What to produce – Return, verbatim, everything in the listing from its first line down through the line containing "box: [195, 87, 309, 299]", including that line.

*** Task data Section Begins ***

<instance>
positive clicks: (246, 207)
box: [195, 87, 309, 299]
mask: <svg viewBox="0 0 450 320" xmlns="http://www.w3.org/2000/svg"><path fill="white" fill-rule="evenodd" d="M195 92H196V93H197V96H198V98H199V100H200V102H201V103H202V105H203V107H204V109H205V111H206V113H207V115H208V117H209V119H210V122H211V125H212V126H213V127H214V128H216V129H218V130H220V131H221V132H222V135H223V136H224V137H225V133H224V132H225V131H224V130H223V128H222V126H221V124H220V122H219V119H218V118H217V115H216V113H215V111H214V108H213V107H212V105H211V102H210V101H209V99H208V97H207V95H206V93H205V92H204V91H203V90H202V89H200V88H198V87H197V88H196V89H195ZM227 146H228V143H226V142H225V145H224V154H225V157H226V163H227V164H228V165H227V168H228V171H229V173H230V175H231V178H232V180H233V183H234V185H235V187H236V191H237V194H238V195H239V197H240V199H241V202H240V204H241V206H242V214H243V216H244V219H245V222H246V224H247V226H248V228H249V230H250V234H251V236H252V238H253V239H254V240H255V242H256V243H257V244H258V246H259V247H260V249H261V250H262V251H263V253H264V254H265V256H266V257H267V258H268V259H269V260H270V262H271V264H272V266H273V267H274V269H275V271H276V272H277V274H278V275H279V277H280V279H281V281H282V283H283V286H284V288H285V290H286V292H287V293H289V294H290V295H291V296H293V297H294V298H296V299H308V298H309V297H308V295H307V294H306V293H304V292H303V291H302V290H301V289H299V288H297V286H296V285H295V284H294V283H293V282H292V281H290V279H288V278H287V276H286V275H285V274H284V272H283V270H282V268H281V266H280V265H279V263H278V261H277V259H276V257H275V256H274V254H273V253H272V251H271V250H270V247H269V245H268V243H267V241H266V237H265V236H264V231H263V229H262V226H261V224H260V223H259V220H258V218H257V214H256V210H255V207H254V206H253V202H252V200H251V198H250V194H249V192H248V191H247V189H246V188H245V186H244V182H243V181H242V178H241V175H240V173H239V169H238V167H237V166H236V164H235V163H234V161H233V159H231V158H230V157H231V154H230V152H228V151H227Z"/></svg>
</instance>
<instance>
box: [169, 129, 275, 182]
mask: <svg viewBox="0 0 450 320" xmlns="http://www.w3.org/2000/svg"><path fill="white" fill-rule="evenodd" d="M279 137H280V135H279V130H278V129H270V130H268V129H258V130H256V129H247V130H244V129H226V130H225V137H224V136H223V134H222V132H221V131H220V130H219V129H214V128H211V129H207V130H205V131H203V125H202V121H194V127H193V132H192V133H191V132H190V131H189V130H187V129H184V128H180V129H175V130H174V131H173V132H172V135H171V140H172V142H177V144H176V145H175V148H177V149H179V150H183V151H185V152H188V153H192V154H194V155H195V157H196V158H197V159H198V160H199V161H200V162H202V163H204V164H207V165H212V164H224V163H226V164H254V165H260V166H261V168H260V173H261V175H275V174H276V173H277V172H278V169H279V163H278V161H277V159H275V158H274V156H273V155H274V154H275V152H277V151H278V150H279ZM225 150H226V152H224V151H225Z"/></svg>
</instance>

*** Task data Section Ends ***

Worked solution –
<instance>
positive clicks: (246, 207)
box: [195, 87, 309, 299]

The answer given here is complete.